REQUEST
In the records below, locate the line containing "the snowmobile accordingly", then output that line and all later lines exactly, through the last one.

Pointing dataset excerpts

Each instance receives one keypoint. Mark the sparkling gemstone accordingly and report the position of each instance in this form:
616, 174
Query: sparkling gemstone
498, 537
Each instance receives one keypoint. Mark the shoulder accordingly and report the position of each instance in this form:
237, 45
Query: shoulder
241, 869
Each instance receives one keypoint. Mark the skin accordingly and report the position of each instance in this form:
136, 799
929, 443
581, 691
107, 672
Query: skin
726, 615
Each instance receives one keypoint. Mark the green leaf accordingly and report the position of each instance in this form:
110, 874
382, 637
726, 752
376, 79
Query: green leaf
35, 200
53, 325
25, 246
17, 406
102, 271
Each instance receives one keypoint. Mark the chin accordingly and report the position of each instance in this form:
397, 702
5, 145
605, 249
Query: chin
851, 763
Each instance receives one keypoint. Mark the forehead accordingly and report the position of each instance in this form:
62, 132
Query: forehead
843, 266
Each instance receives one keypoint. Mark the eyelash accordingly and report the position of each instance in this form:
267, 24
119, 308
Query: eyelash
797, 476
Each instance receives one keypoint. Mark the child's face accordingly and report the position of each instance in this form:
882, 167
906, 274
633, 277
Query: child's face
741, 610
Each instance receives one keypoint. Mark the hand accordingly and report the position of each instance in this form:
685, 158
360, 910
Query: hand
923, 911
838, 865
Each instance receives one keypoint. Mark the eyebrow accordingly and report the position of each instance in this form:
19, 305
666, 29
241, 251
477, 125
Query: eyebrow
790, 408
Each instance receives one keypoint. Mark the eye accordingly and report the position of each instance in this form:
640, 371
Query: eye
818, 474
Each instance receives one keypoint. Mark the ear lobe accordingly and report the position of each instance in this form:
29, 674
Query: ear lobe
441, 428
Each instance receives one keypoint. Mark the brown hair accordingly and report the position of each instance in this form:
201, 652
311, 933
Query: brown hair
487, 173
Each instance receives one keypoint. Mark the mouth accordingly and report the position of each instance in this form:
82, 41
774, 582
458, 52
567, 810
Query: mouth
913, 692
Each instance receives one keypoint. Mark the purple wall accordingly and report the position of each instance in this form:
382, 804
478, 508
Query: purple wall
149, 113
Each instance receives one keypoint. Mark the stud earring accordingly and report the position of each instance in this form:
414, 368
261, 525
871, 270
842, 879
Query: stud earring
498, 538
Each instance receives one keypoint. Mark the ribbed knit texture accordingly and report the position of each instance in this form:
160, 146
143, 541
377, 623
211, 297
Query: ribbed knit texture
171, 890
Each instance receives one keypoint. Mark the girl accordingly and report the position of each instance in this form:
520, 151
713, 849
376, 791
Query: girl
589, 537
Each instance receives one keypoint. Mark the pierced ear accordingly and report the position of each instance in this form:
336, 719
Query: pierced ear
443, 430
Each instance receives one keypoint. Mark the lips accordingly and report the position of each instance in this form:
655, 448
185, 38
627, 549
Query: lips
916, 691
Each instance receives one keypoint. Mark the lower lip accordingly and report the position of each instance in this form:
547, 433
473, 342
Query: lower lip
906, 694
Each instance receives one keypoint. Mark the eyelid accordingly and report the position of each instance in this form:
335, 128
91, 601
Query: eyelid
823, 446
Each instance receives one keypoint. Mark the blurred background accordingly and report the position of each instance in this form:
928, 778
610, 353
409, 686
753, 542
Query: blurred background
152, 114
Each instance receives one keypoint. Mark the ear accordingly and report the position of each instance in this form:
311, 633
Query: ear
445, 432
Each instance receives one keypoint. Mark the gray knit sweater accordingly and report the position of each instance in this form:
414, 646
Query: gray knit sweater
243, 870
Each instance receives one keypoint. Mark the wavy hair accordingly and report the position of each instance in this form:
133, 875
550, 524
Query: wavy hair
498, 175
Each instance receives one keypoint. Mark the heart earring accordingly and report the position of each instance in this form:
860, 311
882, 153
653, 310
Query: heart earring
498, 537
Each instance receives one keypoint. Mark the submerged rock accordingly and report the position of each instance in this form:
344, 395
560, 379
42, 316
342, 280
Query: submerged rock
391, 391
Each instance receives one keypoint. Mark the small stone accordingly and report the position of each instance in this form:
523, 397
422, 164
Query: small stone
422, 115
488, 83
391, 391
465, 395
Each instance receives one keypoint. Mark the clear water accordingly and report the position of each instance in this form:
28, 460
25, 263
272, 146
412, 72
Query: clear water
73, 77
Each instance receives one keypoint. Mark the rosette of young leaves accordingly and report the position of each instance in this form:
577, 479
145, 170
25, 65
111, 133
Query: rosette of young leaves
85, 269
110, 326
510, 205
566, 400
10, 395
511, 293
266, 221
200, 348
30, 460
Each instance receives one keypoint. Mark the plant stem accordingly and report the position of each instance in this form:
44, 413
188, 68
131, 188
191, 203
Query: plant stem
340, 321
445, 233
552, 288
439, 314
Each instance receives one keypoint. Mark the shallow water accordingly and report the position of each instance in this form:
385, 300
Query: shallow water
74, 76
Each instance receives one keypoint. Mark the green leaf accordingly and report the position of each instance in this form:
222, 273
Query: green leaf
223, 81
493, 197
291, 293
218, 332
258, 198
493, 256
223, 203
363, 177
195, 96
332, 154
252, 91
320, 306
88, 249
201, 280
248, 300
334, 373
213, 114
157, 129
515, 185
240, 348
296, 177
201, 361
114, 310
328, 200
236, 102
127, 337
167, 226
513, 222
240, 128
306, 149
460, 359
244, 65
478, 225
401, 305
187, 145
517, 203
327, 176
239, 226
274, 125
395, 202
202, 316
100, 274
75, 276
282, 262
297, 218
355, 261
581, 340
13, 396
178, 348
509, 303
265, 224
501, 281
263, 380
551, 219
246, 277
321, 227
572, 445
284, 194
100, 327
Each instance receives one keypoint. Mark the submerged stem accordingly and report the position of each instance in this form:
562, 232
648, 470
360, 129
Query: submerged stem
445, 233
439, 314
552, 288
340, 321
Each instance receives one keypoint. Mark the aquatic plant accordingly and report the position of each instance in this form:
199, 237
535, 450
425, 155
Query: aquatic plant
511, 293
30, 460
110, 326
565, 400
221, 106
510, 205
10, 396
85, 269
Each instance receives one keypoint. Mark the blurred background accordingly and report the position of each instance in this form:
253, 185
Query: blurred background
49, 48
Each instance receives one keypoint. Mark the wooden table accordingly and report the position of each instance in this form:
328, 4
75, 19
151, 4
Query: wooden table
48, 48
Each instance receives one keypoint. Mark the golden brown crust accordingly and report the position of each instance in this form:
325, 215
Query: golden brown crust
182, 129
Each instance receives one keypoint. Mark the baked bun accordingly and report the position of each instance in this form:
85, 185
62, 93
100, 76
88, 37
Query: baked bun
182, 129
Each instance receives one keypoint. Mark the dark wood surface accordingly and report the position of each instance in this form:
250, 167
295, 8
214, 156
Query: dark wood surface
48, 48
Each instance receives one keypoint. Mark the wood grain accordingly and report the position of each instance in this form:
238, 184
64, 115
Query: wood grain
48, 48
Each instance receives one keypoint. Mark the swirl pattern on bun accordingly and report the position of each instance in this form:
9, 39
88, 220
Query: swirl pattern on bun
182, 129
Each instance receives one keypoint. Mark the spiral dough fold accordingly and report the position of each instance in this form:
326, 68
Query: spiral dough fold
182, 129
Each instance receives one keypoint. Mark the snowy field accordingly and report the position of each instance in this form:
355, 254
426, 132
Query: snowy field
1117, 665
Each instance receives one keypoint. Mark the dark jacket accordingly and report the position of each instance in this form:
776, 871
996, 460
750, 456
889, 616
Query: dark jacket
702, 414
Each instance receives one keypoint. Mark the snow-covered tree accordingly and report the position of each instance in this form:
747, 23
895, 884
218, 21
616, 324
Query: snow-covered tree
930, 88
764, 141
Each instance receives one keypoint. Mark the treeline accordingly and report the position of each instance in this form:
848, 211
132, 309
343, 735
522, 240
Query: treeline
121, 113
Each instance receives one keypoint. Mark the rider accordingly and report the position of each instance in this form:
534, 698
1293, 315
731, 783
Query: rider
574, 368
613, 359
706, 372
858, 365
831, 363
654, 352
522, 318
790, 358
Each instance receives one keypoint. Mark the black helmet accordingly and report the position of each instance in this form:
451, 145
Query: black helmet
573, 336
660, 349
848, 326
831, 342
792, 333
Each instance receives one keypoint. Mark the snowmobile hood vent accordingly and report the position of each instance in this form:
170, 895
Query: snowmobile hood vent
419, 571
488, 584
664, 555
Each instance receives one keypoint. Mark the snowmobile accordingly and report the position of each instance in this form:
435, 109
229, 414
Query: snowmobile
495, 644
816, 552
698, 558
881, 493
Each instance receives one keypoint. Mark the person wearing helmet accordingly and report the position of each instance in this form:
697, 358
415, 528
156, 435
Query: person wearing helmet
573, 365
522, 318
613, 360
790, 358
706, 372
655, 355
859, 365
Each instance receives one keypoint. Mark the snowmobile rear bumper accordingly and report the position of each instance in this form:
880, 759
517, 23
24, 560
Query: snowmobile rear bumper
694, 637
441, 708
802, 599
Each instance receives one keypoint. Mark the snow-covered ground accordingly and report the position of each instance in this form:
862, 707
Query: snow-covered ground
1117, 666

PROBLEM SOLUTION
Each instance receives one keypoint. Mark the snowmobile accordingly and report the position of each instance in this form:
435, 109
229, 414
Query: snowmobile
495, 644
816, 552
698, 558
881, 493
Each instance receives one keypoint. Mark the person wearing helmet accordingly and report the position of each instance in this form:
697, 358
415, 528
156, 435
Query: person wearing helmet
573, 365
522, 318
613, 360
790, 358
706, 372
655, 355
859, 365
Each instance receives one keypoint. Mark the snowmobile rear bumper accordingly and report the position of each instance in this form:
880, 759
517, 23
24, 560
Query: snowmobile rear bumper
694, 637
441, 708
802, 599
Each instance receives one keypoint. Mark the snow-covered ground accordingly and report the position of each instance in this form:
862, 707
Query: snow-covered ground
1117, 666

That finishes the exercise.